[DATA SECTION — start]

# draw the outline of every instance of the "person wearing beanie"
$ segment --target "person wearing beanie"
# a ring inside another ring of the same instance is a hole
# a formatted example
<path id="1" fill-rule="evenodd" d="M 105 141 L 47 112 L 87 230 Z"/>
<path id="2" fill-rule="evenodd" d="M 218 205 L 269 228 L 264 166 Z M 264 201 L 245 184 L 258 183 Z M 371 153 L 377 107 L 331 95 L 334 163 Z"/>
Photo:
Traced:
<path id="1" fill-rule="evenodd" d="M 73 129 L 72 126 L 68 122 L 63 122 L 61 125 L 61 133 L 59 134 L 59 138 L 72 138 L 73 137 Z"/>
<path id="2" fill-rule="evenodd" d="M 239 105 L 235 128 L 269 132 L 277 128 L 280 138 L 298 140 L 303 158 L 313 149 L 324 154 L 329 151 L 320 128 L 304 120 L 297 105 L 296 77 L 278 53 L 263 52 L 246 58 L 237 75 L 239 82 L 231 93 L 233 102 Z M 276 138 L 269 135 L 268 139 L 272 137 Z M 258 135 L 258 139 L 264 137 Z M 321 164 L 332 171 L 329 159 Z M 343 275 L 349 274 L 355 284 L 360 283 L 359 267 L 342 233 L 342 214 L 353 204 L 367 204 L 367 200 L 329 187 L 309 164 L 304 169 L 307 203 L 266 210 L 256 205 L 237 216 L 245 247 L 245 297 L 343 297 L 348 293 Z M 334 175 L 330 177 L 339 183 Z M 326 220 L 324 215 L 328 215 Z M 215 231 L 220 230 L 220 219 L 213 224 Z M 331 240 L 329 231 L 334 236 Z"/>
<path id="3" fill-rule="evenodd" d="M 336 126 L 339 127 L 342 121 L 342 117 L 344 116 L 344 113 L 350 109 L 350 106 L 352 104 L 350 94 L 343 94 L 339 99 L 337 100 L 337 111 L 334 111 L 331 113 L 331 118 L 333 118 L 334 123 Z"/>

[DATA SECTION — finish]

ABOUT THIS TASK:
Lines of the listing above that hold the string "wearing" should each be copied.

TASK OUTPUT:
# draw the outline of every instance of the "person wearing beanie"
$ segment --target "person wearing beanie"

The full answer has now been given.